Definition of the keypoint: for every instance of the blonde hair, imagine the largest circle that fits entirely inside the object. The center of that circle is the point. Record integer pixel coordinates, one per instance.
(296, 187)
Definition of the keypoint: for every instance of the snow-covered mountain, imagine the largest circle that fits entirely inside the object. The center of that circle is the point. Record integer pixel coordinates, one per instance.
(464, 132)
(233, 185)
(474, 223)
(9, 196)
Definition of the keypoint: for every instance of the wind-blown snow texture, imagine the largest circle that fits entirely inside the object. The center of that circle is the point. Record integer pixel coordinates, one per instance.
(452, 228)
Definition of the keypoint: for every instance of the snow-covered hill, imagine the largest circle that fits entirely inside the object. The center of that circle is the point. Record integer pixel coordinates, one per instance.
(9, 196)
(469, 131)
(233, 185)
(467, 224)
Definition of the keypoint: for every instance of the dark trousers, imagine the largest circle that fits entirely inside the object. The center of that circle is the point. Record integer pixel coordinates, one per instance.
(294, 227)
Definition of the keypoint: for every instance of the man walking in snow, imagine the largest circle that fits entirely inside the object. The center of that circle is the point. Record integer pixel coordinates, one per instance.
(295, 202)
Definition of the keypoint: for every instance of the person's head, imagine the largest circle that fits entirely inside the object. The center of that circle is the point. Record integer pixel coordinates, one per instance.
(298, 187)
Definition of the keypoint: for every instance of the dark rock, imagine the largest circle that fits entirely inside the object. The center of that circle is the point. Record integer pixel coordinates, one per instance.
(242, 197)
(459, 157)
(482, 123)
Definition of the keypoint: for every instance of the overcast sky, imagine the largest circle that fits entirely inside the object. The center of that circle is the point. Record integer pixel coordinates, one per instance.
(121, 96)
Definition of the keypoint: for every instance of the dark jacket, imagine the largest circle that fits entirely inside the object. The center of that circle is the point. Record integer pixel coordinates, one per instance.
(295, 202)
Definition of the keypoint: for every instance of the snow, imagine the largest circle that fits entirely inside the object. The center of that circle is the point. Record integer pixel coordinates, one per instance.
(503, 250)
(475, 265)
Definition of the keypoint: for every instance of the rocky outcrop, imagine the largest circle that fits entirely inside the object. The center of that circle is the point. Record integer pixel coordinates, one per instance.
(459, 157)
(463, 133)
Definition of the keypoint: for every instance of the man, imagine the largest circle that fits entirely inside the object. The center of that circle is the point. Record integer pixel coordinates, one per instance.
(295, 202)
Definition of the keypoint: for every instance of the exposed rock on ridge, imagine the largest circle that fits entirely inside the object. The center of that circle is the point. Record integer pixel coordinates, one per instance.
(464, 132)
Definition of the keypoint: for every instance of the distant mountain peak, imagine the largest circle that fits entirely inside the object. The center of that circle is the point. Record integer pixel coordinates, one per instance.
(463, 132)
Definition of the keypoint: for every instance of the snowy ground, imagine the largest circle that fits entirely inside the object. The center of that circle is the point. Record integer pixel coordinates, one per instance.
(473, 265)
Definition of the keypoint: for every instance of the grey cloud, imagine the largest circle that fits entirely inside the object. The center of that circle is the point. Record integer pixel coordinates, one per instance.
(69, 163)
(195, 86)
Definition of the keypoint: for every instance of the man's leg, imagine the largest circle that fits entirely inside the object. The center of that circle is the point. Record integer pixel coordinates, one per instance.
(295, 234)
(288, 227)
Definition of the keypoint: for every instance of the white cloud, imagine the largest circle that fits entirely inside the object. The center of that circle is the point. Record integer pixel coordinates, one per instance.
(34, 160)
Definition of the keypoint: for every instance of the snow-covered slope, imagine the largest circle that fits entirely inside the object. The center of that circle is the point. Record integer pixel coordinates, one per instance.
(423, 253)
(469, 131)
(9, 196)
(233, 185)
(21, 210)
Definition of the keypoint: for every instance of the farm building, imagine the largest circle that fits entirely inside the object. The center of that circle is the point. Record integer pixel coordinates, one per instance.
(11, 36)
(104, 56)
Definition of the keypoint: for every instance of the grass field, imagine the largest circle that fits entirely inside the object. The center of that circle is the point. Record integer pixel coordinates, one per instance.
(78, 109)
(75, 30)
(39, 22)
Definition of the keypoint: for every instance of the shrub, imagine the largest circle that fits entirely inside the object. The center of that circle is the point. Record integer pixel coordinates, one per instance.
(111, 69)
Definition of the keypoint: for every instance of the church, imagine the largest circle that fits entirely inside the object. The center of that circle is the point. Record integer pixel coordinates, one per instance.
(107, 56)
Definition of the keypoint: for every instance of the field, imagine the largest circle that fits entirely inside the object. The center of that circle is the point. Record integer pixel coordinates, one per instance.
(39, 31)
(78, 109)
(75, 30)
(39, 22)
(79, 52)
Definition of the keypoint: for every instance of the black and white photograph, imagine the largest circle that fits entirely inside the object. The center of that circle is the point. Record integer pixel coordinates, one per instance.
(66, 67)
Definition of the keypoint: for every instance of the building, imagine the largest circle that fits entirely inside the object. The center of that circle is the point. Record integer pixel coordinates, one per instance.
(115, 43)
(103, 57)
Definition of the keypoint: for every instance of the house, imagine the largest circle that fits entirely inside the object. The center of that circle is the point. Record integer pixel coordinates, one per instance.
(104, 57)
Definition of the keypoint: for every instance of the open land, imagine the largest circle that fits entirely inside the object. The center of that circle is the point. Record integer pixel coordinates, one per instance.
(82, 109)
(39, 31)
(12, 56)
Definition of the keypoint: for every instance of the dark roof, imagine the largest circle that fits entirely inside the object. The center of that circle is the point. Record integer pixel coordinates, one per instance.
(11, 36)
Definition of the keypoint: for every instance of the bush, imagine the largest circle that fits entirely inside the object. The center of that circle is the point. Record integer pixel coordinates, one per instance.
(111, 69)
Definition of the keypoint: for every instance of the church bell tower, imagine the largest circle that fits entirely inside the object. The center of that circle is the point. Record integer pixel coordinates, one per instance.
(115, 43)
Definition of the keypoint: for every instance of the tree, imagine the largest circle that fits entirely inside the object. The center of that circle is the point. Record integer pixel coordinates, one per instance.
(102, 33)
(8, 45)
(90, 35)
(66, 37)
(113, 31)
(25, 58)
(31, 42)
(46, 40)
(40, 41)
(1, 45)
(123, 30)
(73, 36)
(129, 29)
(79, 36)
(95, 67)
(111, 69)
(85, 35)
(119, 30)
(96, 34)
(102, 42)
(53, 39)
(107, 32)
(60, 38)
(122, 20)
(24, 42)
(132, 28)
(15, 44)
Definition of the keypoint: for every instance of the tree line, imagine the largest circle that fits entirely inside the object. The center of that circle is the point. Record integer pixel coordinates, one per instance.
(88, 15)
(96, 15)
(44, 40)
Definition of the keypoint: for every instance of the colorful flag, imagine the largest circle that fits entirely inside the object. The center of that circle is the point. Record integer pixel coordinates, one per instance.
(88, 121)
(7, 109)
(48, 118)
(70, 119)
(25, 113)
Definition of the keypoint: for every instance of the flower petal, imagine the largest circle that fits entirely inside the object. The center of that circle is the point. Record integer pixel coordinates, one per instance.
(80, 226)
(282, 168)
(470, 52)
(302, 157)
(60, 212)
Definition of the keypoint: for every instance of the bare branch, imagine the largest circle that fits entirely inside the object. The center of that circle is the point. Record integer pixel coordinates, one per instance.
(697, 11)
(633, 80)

★ ★ ★ ★ ★

Each entry needs to be transcribed exactly.

Definition of the keypoint: for every instance of the blonde hair, imagine the largest circle that fits entirely inside the object. The center of that circle is the point. Record integer pixel coordinates, one per instance.
(296, 187)
Definition of the keypoint: for every instance of the snow-covered mountain, imagine the largest circle that fits entirely inside the object. The center of that circle is the point. Record integer pixel coordinates, one per instance.
(464, 132)
(233, 185)
(474, 223)
(9, 196)
Definition of the keypoint: for every instance of the wind-blown snow texture, imagine the largest circle that fits entirely inside the object. The center of that circle is the point. Record integer pixel coordinates, one per instance.
(452, 228)
Definition of the keypoint: for every instance of the snow-covered hill, imagine the largest circle that fits entirely inside the object. The center of that circle is the point. Record integer pixel coordinates, one per instance.
(9, 196)
(469, 131)
(233, 185)
(467, 224)
Definition of the keypoint: for every instance of the dark trousers, imagine the largest circle that fits entirely inside the object. The center of that circle is the point. Record integer pixel coordinates, one per instance.
(294, 227)
Definition of the keypoint: for every instance of the man walking in snow, imagine the largest circle that fits entirely inside the object. The center of that circle is the point. Record integer pixel coordinates, one per instance.
(295, 202)
Definition of the keypoint: for every instance of the person's head, imagine the largest circle that fits entirely inside the object. The center of that circle is the point. Record integer pixel coordinates, one per instance.
(298, 187)
Definition of the keypoint: for every instance of the dark rock, imagine the largest circle that fits entirely inside the object. The center of that circle is the point. Record integer pixel coordinates, one per instance.
(242, 197)
(459, 157)
(482, 123)
Definition of the keypoint: for every instance of the overcast sky, imagine the largest circle that fits entirely inside the object. The center of that circle is the point. Record integer pixel coordinates, one per instance.
(121, 96)
Definition of the keypoint: for every instance of the dark jacket, imagine the largest circle that fits entirely inside the object. The center of that circle is the point. Record integer pixel coordinates, one per instance.
(295, 202)
Definition of the keypoint: for every instance of the snow, imagine the largest circle that fits entirely inside the object. The center of that circle is the point. Record integer pixel coordinates, one per instance.
(503, 250)
(475, 265)
Definition of the keypoint: for every instance of the rocky outcrop, imagine the largest circle that fits entirely inside the object. The center of that circle is the point. Record integer pixel coordinates, one per instance.
(459, 157)
(463, 133)
Definition of the keypoint: for every instance of the man, imagine the largest circle that fits entirely inside the object. The center of that circle is the point. Record integer pixel coordinates, one per instance.
(295, 202)
Definition of the keypoint: for every instance of the exposed rock on ridge, imagine the largest circle that fits entirely inside the object. The center of that circle is the point. Record integer pixel coordinates, one per instance.
(464, 132)
Definition of the keypoint: for every instance of the distant mountain peak, imagine the largest circle that fits entirely inside the object. The center of that circle is the point. Record integer pixel coordinates, one per instance.
(463, 132)
Definition of the keypoint: for every instance of the snowy ground, imagine the largest circle that fits entirely inside the object. The center of that circle is the point. Record integer pixel coordinates, one per instance.
(473, 265)
Definition of the keypoint: for every instance of the grey cloud, imagine the largest circle that fits entirely inside the object. The center of that circle is the point. Record integer pixel coordinates, one per instance.
(69, 163)
(195, 86)
Definition of the keypoint: for every instance of the man's leg, imagine the largest circle that fits entirely inside the object. The center of that circle is the point. Record integer pixel coordinates, one per instance.
(295, 234)
(288, 227)
Definition of the keypoint: for every instance of the white cloud, imagine the largest circle that fits entirely inside the object. The center of that circle is the point. Record integer pixel coordinates, one per instance.
(34, 160)
Definition of the keypoint: for every instance of the snow-covered slope, imagine the largest circle that fits entirely inside the object. The center of that circle is the point. Record integer pixel coordinates, one per instance.
(423, 253)
(469, 131)
(9, 196)
(233, 185)
(21, 210)
Definition of the keypoint: for every instance of the farm building, imagine the largest circle that fits entirely inside the object. The center of that circle is the point. Record integer pixel coordinates, one per instance.
(11, 36)
(104, 56)
Definition of the keypoint: for every instance of the grass field, imagine the largest circle that fits entirely inside the object. The center of that circle is the point. Record integer pixel coordinates, one per instance.
(78, 109)
(75, 30)
(39, 22)
Definition of the keypoint: for every instance of the shrub, imagine the largest circle that fits entirely inside the object. The center of that circle is the point. Record integer pixel coordinates, one per instance.
(111, 69)
Definition of the keypoint: for every instance of the church, imagine the largest circle that fits entirely inside the object. The center of that circle is the point. Record integer pixel coordinates, one per instance.
(107, 56)
Definition of the keypoint: for every instance of the field, imagine the largest circle that fits entirely inside the object. The center of that circle is the point. Record integer pixel coordinates, one per instance.
(39, 31)
(78, 109)
(75, 30)
(39, 22)
(79, 52)
Definition of the keypoint: for every instance of the black and white photograph, imagine the largest circle that fits entirely inside the object. The center of that circle is the point. Record integer pixel coordinates, one per instance.
(66, 67)
Definition of the keypoint: for every instance of the building, imagine the largest circle that fits entirely inside the object. The center of that circle is the point. Record integer pixel coordinates, one per instance.
(115, 43)
(103, 57)
Definition of the keypoint: for every instance of the house, imagine the largest circle that fits entirely inside the object. The center of that circle is the point. Record integer pixel coordinates, one per instance.
(104, 57)
Definition of the keypoint: for every instance of the open land, imagine the largest circle that fits entirely inside the object. The center of that circle is the point. Record integer pixel coordinates, one per instance.
(82, 109)
(39, 31)
(12, 56)
Definition of the keypoint: for every instance of the dark roof, imagine the largest circle that fits entirely inside the object. The center of that circle is the point. Record integer pixel coordinates, one per instance.
(11, 36)
Definition of the keypoint: for every instance of the bush, imagine the largest circle that fits entirely inside the object. The center of that circle is the point. Record integer pixel coordinates, one per instance.
(111, 69)
Definition of the keypoint: for every instance of the church bell tower, imagine the largest circle that fits entirely inside the object. The center of that circle is the point. Record integer pixel coordinates, one per instance.
(115, 43)
Definition of the keypoint: for every instance of the tree, imagine the largest circle that fits entirely inside the object. The center of that circle is the point. Record integer pixel coordinates, one per instance.
(102, 33)
(8, 45)
(90, 35)
(66, 37)
(113, 31)
(25, 58)
(31, 42)
(46, 40)
(40, 41)
(1, 45)
(123, 30)
(73, 36)
(129, 29)
(79, 36)
(95, 67)
(111, 69)
(85, 35)
(119, 30)
(96, 34)
(102, 42)
(53, 39)
(107, 32)
(60, 38)
(122, 20)
(24, 42)
(132, 28)
(15, 44)
Definition of the keypoint: for every instance of the tree line, imagine the largest circle that fits entirely inside the object. The center of that circle is the point. Record integer pixel coordinates, one per instance.
(88, 15)
(96, 15)
(44, 40)
Definition of the keypoint: for every instance of the colorful flag, imagine the largest circle that fits entirely inside the object. The center of that circle is the point. Record integer pixel coordinates, one per instance.
(88, 121)
(7, 109)
(48, 118)
(70, 119)
(25, 113)
Definition of the keypoint: for every instance of the flower petal, imagine the largest circle that fits entirely inside the object. The center of that circle is the point. Record integer pixel coordinates, one per instance.
(80, 226)
(282, 168)
(470, 52)
(302, 157)
(60, 212)
Definition of the keypoint: for every instance of the bare branch, imagine the largest circle that fits entirely inside the object. The center of that circle is the point. Record integer pixel coordinates, one per instance.
(697, 11)
(633, 80)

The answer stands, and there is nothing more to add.